**Exercises**
A. From the date-gap post, reproduce word for word the part that opens with the words containing "WHERE ar3.STORE IS" and closes with "the results table.".
B. List every table alias declared in the SQL query in the date-gap post.

**Page text**
--- START ---

Gap in Dates

  • This is the Query I started out with. It ran overnight and then I ran out of space.

    -- as_offer_dates has a column with all the days of the year from 2005 to 2020. This was used to check for the missing days in "as_all_division_coupons_sample

    Code:

    Select 'Redemption' As Redemption, ar3.*, 'Offers->' As Offers, ao.*

    Into dbo.as_Redemption_Offers_DayGap_Sample

    FROM dbo.as_offer_dates as ao

    Inner Join dbo.as_all_division_coupons_sample AS ar1

    ON ao.[date] - 1 = ar1.SCAN_DATE_CONVERT AND

    ao.DivNum = ar1.Kma_div_nbr AND

    ao.cpnnum = ar1.coupon_nbr

    Inner Join dbo.as_all_division_coupons_sample AS ar2

    ON ao.[date] + 1 = ar2.SCAN_DATE_CONVERT AND

    ao.DivNum = ar2.Kma_div_nbr AND

    ao.cpnnum = ar2.coupon_nbr

    Left Join dbo.as_all_division_coupons_sample As ar3

    ON ao.[date] = ar3.SCAN_DATE_CONVERT AND

    ao.DivNum = ar3.Kma_div_nbr AND

    ao.cpnnum = ar3.coupon_nbr

    WHERE ar3.STORE IS NULL

    This code above ran overnight and I had to modify my code to what I have below, which runs in 4 hours. I broke down my main table, by using the store column to filter by that and looping to find the missing days by store and then appending them to the results table.

--- END ---

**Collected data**
--- START ---

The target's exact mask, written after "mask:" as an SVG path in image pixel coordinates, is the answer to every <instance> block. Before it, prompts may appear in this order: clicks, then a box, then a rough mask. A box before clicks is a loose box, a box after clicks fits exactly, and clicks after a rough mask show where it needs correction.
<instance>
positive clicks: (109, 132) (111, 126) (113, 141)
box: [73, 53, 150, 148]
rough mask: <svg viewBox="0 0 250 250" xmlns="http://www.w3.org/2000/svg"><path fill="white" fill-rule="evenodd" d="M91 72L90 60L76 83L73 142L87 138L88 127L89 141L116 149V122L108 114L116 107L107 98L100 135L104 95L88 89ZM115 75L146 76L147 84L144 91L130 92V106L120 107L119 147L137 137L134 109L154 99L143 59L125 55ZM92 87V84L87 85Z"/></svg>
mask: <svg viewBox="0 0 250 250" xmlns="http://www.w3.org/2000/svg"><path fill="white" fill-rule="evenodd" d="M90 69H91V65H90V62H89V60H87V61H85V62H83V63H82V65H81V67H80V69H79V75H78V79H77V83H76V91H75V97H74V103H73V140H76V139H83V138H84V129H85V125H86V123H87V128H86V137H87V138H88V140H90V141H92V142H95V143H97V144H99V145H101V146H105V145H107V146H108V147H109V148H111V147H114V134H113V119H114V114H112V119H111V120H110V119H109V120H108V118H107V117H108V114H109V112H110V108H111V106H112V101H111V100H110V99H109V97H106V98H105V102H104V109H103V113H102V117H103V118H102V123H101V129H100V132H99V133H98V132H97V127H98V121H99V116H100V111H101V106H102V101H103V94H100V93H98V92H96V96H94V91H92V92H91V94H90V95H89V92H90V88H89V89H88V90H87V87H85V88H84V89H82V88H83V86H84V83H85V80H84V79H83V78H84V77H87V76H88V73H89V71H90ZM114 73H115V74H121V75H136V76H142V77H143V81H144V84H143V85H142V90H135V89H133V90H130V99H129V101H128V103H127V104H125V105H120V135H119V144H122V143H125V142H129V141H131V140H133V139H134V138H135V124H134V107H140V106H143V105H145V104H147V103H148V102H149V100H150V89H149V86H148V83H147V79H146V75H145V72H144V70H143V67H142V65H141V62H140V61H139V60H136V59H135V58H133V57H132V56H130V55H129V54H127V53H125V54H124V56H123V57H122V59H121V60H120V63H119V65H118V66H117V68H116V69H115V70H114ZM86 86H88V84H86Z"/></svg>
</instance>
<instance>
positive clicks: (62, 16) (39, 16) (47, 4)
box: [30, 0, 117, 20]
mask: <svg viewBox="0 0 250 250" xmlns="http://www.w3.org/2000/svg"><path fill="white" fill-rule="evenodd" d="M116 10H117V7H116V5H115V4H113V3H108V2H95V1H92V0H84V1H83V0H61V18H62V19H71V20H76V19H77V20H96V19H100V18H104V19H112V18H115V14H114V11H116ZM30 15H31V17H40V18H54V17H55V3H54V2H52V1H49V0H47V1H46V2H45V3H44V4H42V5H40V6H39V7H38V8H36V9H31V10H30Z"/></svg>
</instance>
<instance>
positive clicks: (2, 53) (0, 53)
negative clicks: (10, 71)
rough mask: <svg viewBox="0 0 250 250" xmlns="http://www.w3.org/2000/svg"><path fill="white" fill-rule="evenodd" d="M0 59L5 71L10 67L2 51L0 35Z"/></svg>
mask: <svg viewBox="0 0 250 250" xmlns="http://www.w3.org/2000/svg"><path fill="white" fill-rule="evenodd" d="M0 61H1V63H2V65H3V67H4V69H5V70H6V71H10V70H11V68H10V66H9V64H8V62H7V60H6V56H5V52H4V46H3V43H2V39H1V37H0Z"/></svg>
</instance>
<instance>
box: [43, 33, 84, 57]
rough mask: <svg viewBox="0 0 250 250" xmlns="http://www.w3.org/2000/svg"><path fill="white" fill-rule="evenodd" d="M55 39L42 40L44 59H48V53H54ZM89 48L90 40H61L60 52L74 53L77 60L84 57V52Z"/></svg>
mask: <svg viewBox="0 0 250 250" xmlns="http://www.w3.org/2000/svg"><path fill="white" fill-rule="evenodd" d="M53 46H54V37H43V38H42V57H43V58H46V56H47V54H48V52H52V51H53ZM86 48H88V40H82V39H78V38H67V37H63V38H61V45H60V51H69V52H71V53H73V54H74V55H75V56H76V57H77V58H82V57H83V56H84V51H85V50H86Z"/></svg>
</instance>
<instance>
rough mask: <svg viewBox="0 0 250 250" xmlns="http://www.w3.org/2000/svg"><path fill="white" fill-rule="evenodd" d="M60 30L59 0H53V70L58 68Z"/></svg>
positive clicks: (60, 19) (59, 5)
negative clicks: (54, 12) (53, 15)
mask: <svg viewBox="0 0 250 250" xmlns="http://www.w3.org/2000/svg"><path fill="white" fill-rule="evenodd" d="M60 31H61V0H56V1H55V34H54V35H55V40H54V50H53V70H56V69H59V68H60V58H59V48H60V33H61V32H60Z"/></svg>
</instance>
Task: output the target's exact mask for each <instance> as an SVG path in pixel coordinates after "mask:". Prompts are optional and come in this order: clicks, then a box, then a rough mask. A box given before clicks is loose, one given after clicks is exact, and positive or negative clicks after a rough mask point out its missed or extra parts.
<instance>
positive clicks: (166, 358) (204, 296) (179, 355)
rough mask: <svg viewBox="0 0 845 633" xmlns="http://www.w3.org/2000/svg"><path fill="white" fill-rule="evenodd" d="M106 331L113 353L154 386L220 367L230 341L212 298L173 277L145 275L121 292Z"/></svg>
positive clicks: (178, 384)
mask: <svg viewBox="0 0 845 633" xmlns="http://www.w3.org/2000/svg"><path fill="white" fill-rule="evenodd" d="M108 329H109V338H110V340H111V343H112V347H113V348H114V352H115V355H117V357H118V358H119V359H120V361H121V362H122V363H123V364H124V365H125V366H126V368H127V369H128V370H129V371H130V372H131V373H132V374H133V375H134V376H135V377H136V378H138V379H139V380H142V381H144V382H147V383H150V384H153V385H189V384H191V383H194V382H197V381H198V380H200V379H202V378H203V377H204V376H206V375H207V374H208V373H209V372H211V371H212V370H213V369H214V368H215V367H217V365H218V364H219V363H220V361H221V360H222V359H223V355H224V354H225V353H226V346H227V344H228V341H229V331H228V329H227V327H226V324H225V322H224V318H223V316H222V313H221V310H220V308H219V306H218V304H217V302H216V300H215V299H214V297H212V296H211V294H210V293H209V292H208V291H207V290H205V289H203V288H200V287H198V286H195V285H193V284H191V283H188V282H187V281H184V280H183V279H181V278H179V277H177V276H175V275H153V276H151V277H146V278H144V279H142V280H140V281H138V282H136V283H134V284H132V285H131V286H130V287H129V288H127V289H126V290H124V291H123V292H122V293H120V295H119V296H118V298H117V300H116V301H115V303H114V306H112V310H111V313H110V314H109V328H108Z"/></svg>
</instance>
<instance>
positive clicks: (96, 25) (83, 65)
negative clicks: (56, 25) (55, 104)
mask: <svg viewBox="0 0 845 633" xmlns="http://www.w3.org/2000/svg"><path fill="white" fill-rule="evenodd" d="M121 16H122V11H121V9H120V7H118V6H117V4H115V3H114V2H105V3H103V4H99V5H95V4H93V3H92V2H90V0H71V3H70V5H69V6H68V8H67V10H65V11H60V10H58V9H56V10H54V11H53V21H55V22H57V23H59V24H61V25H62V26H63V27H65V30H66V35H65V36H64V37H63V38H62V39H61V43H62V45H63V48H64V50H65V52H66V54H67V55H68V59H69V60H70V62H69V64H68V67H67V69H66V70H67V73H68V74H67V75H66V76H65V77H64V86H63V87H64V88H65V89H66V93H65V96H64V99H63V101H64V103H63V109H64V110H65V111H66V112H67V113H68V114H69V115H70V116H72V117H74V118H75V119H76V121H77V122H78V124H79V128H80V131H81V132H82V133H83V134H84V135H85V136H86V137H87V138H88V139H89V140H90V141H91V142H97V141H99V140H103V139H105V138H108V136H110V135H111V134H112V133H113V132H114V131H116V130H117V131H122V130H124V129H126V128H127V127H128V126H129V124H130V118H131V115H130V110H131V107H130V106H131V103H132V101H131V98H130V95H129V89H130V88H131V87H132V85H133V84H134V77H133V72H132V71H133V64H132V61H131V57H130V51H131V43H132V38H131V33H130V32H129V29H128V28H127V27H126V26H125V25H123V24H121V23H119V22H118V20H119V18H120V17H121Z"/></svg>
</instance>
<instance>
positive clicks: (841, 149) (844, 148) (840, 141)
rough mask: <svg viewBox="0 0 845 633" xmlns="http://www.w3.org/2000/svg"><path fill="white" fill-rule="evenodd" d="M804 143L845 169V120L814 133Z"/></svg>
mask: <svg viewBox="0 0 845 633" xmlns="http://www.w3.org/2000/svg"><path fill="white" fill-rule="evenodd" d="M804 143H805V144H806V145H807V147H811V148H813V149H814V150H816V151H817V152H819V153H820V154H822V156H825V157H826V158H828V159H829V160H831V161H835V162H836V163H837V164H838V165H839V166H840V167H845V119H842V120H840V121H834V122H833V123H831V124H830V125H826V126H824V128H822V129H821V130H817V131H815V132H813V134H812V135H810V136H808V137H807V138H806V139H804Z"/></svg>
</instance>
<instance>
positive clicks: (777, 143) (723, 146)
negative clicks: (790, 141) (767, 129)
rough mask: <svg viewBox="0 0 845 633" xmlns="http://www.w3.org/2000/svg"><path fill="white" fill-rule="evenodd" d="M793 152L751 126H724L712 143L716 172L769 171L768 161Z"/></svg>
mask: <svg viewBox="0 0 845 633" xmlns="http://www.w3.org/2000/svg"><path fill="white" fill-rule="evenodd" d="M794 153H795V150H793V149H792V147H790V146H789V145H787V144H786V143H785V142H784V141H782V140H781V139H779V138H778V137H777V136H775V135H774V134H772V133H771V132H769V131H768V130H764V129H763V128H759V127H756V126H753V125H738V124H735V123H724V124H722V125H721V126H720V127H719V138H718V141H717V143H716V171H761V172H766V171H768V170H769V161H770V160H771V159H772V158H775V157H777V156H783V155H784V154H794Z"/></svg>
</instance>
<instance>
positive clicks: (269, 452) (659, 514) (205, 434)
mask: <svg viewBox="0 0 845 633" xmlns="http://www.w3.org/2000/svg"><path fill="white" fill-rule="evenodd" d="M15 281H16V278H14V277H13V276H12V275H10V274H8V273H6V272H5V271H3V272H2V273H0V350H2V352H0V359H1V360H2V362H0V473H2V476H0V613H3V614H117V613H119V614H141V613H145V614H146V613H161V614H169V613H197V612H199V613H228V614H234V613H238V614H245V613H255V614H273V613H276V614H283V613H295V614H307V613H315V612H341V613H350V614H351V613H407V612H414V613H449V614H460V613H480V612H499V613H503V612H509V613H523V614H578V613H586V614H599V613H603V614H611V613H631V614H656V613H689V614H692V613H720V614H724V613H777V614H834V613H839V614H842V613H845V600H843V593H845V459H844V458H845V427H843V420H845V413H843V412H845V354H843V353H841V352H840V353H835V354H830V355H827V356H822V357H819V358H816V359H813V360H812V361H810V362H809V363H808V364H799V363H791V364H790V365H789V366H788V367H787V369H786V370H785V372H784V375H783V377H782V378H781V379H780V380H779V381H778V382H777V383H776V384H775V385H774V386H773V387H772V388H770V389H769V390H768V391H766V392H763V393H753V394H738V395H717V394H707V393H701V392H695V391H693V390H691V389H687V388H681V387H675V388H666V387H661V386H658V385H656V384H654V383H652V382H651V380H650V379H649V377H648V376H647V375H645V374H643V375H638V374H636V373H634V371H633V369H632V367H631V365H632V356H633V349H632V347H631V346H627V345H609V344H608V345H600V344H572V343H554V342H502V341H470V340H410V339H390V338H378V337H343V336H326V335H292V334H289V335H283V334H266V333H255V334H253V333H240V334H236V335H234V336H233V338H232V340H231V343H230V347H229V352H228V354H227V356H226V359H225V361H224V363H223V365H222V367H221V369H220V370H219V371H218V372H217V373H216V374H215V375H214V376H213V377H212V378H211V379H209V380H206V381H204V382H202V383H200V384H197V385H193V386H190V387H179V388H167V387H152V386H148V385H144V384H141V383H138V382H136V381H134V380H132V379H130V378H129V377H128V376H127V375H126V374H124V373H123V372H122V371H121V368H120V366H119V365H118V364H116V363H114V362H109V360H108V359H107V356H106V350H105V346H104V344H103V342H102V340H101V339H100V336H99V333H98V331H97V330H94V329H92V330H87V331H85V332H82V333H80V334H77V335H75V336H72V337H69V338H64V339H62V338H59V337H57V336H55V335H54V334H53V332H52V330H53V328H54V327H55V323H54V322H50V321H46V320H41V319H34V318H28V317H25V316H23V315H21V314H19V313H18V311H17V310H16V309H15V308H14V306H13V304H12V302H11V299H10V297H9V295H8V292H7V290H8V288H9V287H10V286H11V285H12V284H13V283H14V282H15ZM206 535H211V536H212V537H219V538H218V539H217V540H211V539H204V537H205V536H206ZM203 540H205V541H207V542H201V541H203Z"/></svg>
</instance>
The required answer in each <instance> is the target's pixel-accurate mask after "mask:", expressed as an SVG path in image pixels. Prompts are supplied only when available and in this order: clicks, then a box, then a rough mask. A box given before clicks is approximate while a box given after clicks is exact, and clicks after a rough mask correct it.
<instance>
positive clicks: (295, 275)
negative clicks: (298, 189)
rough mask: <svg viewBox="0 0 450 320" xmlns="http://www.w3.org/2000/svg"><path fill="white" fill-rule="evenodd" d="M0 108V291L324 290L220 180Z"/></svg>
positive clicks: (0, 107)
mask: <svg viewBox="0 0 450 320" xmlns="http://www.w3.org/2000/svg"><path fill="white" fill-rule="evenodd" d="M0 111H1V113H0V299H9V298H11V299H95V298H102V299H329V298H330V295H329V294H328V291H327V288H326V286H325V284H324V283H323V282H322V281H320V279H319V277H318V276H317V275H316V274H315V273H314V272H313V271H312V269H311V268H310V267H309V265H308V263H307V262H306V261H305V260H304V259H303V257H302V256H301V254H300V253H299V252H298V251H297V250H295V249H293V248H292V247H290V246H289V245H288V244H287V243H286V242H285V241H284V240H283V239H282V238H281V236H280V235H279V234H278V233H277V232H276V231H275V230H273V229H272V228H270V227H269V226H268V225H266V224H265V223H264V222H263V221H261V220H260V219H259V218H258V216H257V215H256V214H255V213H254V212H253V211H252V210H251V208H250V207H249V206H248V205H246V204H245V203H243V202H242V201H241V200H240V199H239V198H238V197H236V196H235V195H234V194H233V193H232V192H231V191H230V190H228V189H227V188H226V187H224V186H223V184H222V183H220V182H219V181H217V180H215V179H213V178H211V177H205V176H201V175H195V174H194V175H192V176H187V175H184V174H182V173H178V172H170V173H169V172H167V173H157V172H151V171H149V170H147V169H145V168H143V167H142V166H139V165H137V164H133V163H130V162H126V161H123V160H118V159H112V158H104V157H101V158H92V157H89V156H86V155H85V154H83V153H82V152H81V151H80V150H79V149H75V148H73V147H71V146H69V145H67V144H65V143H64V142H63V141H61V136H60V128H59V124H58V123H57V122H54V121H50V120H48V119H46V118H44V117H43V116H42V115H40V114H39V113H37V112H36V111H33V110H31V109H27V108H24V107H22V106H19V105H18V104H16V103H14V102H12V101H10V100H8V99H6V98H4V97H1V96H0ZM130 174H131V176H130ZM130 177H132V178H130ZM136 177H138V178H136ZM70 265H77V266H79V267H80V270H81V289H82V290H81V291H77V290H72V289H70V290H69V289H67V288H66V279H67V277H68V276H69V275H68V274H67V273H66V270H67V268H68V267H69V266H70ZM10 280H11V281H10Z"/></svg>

--- END ---

**Answers per task**
A.
WHERE ar3.STORE IS NULL

    This code above ran overnight and I had to modify my code to what I have below, which runs in 4 hours. I broke down my main table, by using the store column to filter by that and looping to find the missing days by store and then appending them to the results table.

B. ao, ar1, ar2, ar3